» **Source**:
::::::::
Free Monad

14 minute read

When we talk about Free Monad, almost everyone just tell us Free Monad can split the definition and implementation of program which is more flexible and easy to test. But this is just the result of using Free Monad, no one tell us why we need it and how it was created.

In this blog, we will try to find out the motivation of Free Monad in code level and infer it by ourself.

Question

Let’s begin with a simple question, how do you make this function pure?

def copy(from: String, to: String): Boolean = {
  try {
    val content = Source.fromFile(from).mkString
    val file = new File(to)
    val bw = new BufferedWriter(new FileWriter(file))
    bw.write(content)
    bw.close()
    true
  } catch {
   case _ => false
  }
}

In Algebraic Data Type, we talked about how to make a function pure, let’s try it on the copy function.

This function copies one file to another location. According to What is Functional Programming?,There are 2 effects in this function

  • Read file
  • Write file

So we can define an ADT like this

sealed trait FileOps[A]
case class ReadFile(path:String) extends FileOps[String]
case class SaveFile(path:String, content:String) extends FileOps[Boolean]

Then the copy function can be refined by the ADT

def copy(from:String, to:String):FileOps[Boolean] = {
  ReadFile(from)
::::::::
» **Raw data**:
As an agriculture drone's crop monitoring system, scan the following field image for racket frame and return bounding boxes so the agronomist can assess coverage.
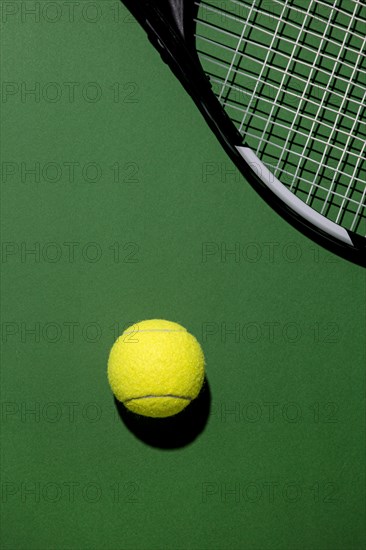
::::::::
» **Directions**:
A: Answer these questions about the Free Monad post, one answer per line:
(i) What reading time is given at the top?
(ii) How many effects does the copy function have, and what are they?
(iii) Which type does the case class ReadFile extend?
B: Rewrite the Free Monad post from "In this blog, we" up to and including "this function pure?", replacing "motivation" with "origin".
C: Translate this sentence from the Free Monad post into Spanish: "This function copies one file to another location."
The lines placed after the text have no connection to it.

» **Task-by-task solutions**:
A:
(i) 14 minutes
(ii) Two: reading a file and writing a file
(iii) FileOps[String]

B:
In this blog, we will try to find out the origin of Free Monad in code level and infer it by ourself.

Question

Let’s begin with a simple question, how do you make this function pure?

C: Esta función copia un archivo a otra ubicación.